#### REQUIRED TASKS:
#1 In the forum discussion about how language models handle arithmetic, what does the reply give as the actual result of 12345+35791?
#2 Extend the forum discussion about how language models handle arithmetic, beginning after its final comment.

#### READING TEXT:
__________________________________________________

Hacker News new | ask | show | jobs
by ekez 814 days ago
The metric the authors use confuses me.

Edit distance seems like a strange way to test if the model understands arithmetic ([1], Figure 3). I think `1+3=3` would be equally as correct as `1+1=9`?

Why not consider how far off the model is `abs(actual-expected)`? I wonder if there is an inflection point with that metric.

https://arxiv.org/abs/2206.07682

1 comments

It depends on how you do arithmetic. If you're a human and you do column addition, 12345+35791=58136 is just as big of a mistake as 48146 (the actual result is 48136). It's just one mistaken column in both. Binary half-adders work the same way.

We don't really know how LLMs do arithmetic. Maybe token edit distance would be interesting, but either way it doesn't really change the claim of the paper.

Unrelated: The link is incorrect, the one you're referring to is here: https://arxiv.org/pdf/2304.15004.pdf

Yeah, and as an aside I wonder how hard it would be to train an LLM to do addition, multiplication, etc, human style? Presumably it should be possible at least in step-by-step style (as substitute for short-term memory), the same way that we do it.

__________________________________________________

#### SOURCE MATERIAL:

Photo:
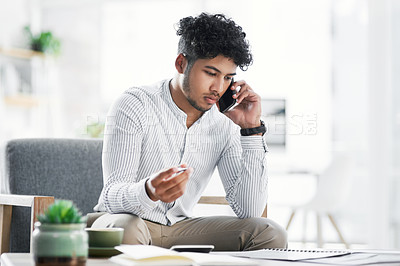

__________________________________________________

#### RESPONSES BY ITEM NUMBER:
#1 48136

#2
Without using an algorithmic approach, it seems an LLM can only learn a bunch of partially correct heuristics, and attempt to generalize over examples.

I've played with this a bit in the past, and came to the conclusion that GPT-3 seems to have learnt to compare the size of numbers (whether accurately or via heuristics), and would get the approximate size of an answer right (depending on the task), even if not the actual value right. I seem to recall it also doing this for tasks like asking for a prime number greater than a particular value.

I mean, is it efficient to teach them addition human style instead of heuristics of when to call the right function?

Imagine you could say 'calc' in your brain, and some separate subcomponent of your brain that is far more power efficient could return an answer almost instantly? You would not focus on understanding addition/subtraction, more you would focus on on when to use addition/subtraction/multiplication or whatever.

> is it efficient to teach them addition human style

Not if math is your only goal, but there'd be value in making the models more powerful so that they could learn to do simple things like this (and not so simple things) by themselves. You can't have a tool for everything, and hopefully future AGI can itself do things that are more than just a mashup of existing tool capabilities.